> [Records provided]
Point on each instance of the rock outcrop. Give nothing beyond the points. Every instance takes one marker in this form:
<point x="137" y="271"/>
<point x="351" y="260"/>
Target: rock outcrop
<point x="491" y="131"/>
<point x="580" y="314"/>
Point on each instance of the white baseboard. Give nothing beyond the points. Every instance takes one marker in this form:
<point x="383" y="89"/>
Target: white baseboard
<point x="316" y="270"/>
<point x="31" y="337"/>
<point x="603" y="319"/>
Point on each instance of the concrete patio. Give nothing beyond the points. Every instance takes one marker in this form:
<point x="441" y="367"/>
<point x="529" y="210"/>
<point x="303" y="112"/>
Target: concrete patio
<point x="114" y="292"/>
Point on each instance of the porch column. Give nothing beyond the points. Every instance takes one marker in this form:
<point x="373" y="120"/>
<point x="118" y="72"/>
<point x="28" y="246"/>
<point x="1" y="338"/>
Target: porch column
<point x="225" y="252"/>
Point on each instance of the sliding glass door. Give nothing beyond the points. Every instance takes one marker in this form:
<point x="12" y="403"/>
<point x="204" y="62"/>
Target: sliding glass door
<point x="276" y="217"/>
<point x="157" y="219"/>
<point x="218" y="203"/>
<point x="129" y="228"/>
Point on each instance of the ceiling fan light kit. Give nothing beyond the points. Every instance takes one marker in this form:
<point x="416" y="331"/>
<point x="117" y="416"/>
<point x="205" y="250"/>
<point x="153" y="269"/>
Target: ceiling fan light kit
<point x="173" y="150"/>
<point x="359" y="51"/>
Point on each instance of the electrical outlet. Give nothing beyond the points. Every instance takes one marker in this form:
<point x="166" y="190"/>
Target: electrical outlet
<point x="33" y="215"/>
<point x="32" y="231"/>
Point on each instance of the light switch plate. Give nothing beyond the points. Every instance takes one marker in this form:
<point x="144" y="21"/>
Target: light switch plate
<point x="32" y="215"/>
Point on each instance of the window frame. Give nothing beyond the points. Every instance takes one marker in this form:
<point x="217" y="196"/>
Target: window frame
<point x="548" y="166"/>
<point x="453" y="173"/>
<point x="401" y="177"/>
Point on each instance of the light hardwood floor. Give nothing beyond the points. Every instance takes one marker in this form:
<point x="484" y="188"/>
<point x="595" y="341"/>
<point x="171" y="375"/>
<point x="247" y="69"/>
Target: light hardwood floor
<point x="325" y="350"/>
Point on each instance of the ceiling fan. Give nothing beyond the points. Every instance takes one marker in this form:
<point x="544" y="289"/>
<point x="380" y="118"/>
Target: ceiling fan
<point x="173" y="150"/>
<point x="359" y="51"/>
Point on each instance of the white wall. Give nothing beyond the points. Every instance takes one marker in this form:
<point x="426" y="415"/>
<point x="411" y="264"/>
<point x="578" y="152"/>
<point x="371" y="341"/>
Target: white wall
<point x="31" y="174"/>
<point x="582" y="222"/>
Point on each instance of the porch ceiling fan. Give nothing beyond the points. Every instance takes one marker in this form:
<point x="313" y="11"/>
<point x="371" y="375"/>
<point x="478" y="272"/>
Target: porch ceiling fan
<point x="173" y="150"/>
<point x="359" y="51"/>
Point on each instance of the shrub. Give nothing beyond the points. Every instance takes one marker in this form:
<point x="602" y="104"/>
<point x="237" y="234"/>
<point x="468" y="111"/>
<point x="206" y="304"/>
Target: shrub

> [Work required] Set down, unchanged, the line that contains "Point on each instance of the light switch" together with every later line in the records, through the last one.

> [Task answer]
Point on each instance of the light switch plate. Give nothing beyond the points. Every instance takes one marker in this form:
<point x="144" y="21"/>
Target: light switch plate
<point x="32" y="215"/>
Point on each instance of the window frame. Give nothing beyond the points. Every instance takes one marker in this form:
<point x="217" y="196"/>
Target: window frame
<point x="548" y="166"/>
<point x="453" y="173"/>
<point x="401" y="177"/>
Point on each instance of the light hardwood floor. Give nothing beyond the points. Every instance takes one marker in this form:
<point x="484" y="188"/>
<point x="595" y="341"/>
<point x="171" y="375"/>
<point x="247" y="69"/>
Target: light hardwood floor
<point x="325" y="350"/>
Point on each instance of the ceiling fan. Give nothing beyond the points. Every instance takes one marker in this form:
<point x="544" y="289"/>
<point x="380" y="118"/>
Target: ceiling fan
<point x="173" y="150"/>
<point x="359" y="51"/>
Point on each instance of the white wall. Give nothing beyond the points. Every instance takes one marker in this form:
<point x="426" y="415"/>
<point x="411" y="264"/>
<point x="578" y="152"/>
<point x="371" y="341"/>
Target: white wall
<point x="31" y="174"/>
<point x="582" y="222"/>
Point on each instance of the porch ceiling fan. Give nothing beyond the points. Every instance takes one marker in this form:
<point x="313" y="11"/>
<point x="371" y="375"/>
<point x="478" y="272"/>
Target: porch ceiling fan
<point x="173" y="150"/>
<point x="359" y="51"/>
Point on each instance of the shrub. Give nothing beyond the points. Every instance takes one marker in this form:
<point x="602" y="104"/>
<point x="237" y="234"/>
<point x="468" y="111"/>
<point x="206" y="304"/>
Target: shrub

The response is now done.